REQUIRED ACTION – Every line below should come back exactly as written, though the pictures stay out.

SUPPLIED DATA –
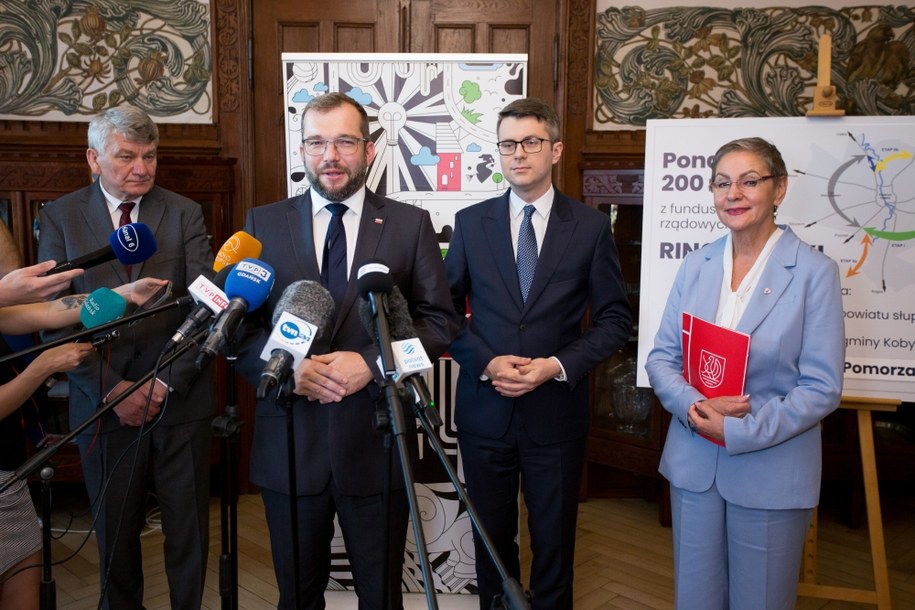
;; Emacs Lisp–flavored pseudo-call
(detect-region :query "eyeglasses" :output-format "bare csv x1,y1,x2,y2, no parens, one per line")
496,137,551,156
302,137,368,156
709,175,780,194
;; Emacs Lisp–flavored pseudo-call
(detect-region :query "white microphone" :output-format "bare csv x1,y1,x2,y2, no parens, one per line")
257,280,335,399
162,266,233,353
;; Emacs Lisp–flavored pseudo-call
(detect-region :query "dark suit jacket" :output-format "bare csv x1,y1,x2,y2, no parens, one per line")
445,190,632,444
38,182,216,432
236,189,459,497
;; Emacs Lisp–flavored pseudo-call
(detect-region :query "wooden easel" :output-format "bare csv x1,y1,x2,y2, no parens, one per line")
797,396,900,608
807,34,845,117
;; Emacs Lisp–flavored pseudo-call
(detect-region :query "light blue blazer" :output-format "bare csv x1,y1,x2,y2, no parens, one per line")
646,226,845,510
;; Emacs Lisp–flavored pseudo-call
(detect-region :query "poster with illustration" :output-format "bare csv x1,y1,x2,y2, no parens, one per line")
283,53,527,251
281,52,528,596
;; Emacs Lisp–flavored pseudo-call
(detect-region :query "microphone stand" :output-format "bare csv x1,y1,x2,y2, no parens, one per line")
276,373,302,610
408,388,531,610
210,340,243,610
1,328,209,610
366,294,438,610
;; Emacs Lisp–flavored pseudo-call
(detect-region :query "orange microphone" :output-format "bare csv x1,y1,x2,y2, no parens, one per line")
213,231,262,272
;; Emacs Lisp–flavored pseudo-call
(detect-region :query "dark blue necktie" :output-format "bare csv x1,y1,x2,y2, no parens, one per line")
321,203,348,306
516,204,537,303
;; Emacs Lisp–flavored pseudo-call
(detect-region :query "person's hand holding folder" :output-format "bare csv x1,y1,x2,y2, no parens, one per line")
682,312,752,446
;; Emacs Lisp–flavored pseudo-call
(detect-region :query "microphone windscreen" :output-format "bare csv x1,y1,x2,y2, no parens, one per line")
271,280,335,330
214,231,263,272
224,258,275,311
356,259,393,298
80,287,127,328
358,286,414,340
109,222,157,265
385,286,416,341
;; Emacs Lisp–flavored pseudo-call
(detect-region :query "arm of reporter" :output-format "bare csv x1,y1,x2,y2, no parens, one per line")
0,260,84,307
0,278,168,334
0,342,95,421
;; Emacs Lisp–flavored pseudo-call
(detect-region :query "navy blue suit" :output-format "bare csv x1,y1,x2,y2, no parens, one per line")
445,190,631,609
236,189,459,609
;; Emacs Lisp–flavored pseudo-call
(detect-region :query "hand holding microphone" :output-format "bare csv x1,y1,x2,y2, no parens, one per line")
44,222,157,275
0,261,84,307
257,280,335,399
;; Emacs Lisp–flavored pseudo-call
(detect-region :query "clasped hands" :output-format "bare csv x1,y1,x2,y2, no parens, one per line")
687,395,751,443
292,352,374,404
484,355,560,398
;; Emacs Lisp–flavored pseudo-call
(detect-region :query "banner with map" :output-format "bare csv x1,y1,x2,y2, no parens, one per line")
637,116,915,401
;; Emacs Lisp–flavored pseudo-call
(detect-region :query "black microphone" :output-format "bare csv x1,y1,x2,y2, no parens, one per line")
44,222,157,275
162,265,234,353
256,281,335,399
358,285,440,424
195,259,275,370
355,259,396,377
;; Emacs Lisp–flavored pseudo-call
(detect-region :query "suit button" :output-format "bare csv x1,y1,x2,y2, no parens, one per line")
519,324,526,331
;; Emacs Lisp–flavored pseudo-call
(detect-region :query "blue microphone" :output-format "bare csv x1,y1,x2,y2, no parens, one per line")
45,222,158,275
195,258,275,369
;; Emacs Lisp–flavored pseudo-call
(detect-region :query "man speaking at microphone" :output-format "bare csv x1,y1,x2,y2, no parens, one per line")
235,92,459,609
37,106,216,610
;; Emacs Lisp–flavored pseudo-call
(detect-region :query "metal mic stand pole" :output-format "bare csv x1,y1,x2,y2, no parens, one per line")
211,340,243,610
410,395,531,610
274,375,301,610
39,465,56,610
379,377,439,610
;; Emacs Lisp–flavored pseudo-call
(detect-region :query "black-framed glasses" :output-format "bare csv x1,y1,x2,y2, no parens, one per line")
496,137,551,156
709,175,780,194
302,137,368,156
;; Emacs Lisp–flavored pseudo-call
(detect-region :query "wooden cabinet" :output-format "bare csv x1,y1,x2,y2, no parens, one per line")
582,168,671,525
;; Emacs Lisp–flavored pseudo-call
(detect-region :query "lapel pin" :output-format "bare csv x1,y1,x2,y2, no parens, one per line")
763,288,771,294
374,217,383,224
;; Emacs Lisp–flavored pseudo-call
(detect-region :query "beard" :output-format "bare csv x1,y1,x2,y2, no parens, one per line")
305,157,368,202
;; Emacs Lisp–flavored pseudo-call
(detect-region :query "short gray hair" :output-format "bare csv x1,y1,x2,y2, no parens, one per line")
87,106,159,155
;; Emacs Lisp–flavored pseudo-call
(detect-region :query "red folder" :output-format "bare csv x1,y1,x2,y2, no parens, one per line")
682,313,751,446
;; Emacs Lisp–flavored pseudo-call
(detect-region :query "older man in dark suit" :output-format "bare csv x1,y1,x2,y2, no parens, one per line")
445,98,632,609
236,92,459,610
38,106,215,610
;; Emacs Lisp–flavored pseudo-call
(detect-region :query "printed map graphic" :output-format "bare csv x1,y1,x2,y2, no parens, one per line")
788,131,915,293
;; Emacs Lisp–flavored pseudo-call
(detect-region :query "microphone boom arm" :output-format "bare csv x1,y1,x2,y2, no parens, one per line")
0,326,208,494
0,296,193,366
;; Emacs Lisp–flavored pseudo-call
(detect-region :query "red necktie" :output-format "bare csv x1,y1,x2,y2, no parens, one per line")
118,202,135,276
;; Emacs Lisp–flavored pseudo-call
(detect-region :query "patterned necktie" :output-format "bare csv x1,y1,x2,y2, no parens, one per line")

TASK ANSWER –
;; Emacs Lisp–flavored pseudo-call
(detect-region :query "eyeglasses" :output-format "bare csv x1,y1,x2,y2, no parens, one per line")
496,137,551,156
302,137,368,156
709,175,780,194
;; Emacs Lisp–flavored pseudo-call
(detect-region :query "white microphone" :output-format "bare csv x1,y1,x2,y2, no parens, one per line")
257,280,335,399
162,266,233,353
;; Emacs Lisp–flavored pseudo-call
(detect-region :query "dark suit jacket" :output-format "bare csv x1,y1,x2,y2, no parens, one per line")
445,190,632,444
38,182,216,432
236,189,459,497
;; Emacs Lisp–flavored pseudo-call
(detect-region :query "wooden easel" :output-format "bare csv x1,y1,x2,y2, no parens, one per line")
797,396,900,608
807,34,845,117
;; Emacs Lisp–flavored pseudo-call
(detect-region :query "light blue blazer" :output-format "bare csv x1,y1,x2,y2, no parens, one per line")
646,226,845,510
;; Emacs Lisp–flavored pseudo-call
(detect-region :query "poster with illustration" :output-format "bare csv x1,y1,x2,y2, no parens, one per line")
283,53,527,251
281,52,528,596
;; Emacs Lisp–flavored pseudo-call
(detect-region :query "microphone stand" :output-format "bare csv x1,y1,x2,y2, no parens, one per line")
276,373,302,610
408,388,531,610
210,340,243,610
1,328,209,610
366,294,438,610
;; Emacs Lisp–flavored pseudo-call
(detect-region :query "orange microphone" :output-format "bare csv x1,y1,x2,y2, no parens, one per line")
213,231,262,272
;; Emacs Lisp–flavored pseudo-call
(detect-region :query "dark blue necktie" :output-format "bare csv x1,y1,x2,y2, no parens, one per line")
321,203,348,306
516,204,537,303
;; Emacs Lisp–flavored pseudo-call
(detect-region :query "person's hand holding folder" :output-format "bare csv x1,y1,x2,y2, no parens, one per line")
682,312,752,446
;; Emacs Lisp–flavored pseudo-call
(detect-region :query "microphone windscreen" :output-format "bare csv x1,y1,x2,y2, no parens, one per line")
271,280,335,330
214,231,263,272
224,258,275,311
356,259,393,298
80,287,127,328
358,286,414,340
109,222,157,265
385,286,416,341
;; Emacs Lisp–flavored pseudo-call
(detect-region :query "arm of reporter" :output-format "bare csv x1,y1,x2,y2, no parens, one per line")
0,260,84,307
0,278,168,334
0,342,95,421
;; Emacs Lisp–flavored pseudo-call
(detect-region :query "navy blue suit" :output-format "bare csv x1,y1,x2,y2, no parens, one per line")
445,190,631,609
236,189,459,609
;; Emacs Lisp–flavored pseudo-call
(detect-region :query "hand holding microphone" :output-format "bare csv x1,y1,x2,y2, no parens, one per line")
44,222,157,275
0,261,84,307
257,280,335,399
;; Emacs Lisp–flavored pseudo-call
(detect-region :query "clasped hands" :output-format "bare csv x1,y1,x2,y2, no parens, one per line")
687,395,751,443
292,352,374,404
484,355,560,398
;; Emacs Lisp–flavored pseudo-call
(detect-region :query "banner with map" :output-format "bare csv x1,y1,x2,y2, no parens, one per line")
637,116,915,401
;; Emacs Lisp–flavored pseudo-call
(detect-region :query "black microphone" :output-format "bare csv x1,y1,x2,y2, no parens, one per line")
44,222,157,275
162,265,234,353
256,281,335,399
358,285,440,424
195,259,275,370
355,259,396,377
;; Emacs Lisp–flavored pseudo-call
(detect-region :query "suit button" :output-format "bare csv x1,y1,x2,y2, no parens, one per line")
519,324,526,331
;; Emacs Lisp–flavored pseudo-call
(detect-region :query "blue microphone" :output-format "bare csv x1,y1,x2,y2, no parens, one per line")
45,222,158,275
195,258,275,369
;; Emacs Lisp–flavored pseudo-call
(detect-region :query "man speaking at microphone" :output-format "bare csv x1,y1,x2,y2, no parens, one per line")
235,92,459,609
37,106,216,610
;; Emacs Lisp–flavored pseudo-call
(detect-region :query "metal mic stand pole" :output-format "bare csv x1,y1,x2,y2, no parens, one per line")
211,340,243,610
410,395,531,610
274,375,301,610
39,465,56,610
379,377,439,610
;; Emacs Lisp–flavored pseudo-call
(detect-region :query "black-framed glasses" :output-format "bare csv x1,y1,x2,y2, no parens, one per line")
496,137,551,156
709,175,780,194
302,137,368,156
;; Emacs Lisp–flavored pseudo-call
(detect-region :query "wooden cabinet" :output-format "bare csv x1,y1,x2,y2, no parens, one per line")
582,168,671,525
;; Emacs Lisp–flavored pseudo-call
(detect-region :query "lapel pin" :output-format "bare csv x1,y1,x2,y2, no parens, one per line")
763,288,771,294
374,217,383,224
;; Emacs Lisp–flavored pseudo-call
(detect-region :query "beard" :output-format "bare csv x1,y1,x2,y2, no parens, one per line")
305,157,368,202
;; Emacs Lisp–flavored pseudo-call
(detect-region :query "short gray hair" :output-format "bare csv x1,y1,x2,y2, no parens, one per line")
87,106,159,155
;; Emacs Lisp–flavored pseudo-call
(detect-region :query "red folder" :output-format "bare csv x1,y1,x2,y2, no parens, one per line")
682,313,751,446
;; Emacs Lisp–flavored pseudo-call
(detect-region :query "older man in dark suit" :output-format "bare csv x1,y1,x2,y2, no parens, one per line")
445,98,632,609
236,92,459,610
38,106,215,610
;; Emacs Lisp–flavored pseudo-call
(detect-region :query "printed map graphic" :output-format "bare csv x1,y1,x2,y2, no parens, one per line")
788,131,915,293
;; Emacs Lisp–flavored pseudo-call
(detect-region :query "microphone boom arm" :output-format "bare csv x1,y1,x2,y2, no parens, one per line")
0,326,208,494
0,296,193,366
;; Emacs Lisp–flavored pseudo-call
(detect-region :query "red necktie" :output-format "bare csv x1,y1,x2,y2, no parens, one per line")
118,202,135,276
;; Emacs Lisp–flavored pseudo-call
(detect-region :query "patterned necktie" :output-format "bare csv x1,y1,x2,y2, no parens, one per line")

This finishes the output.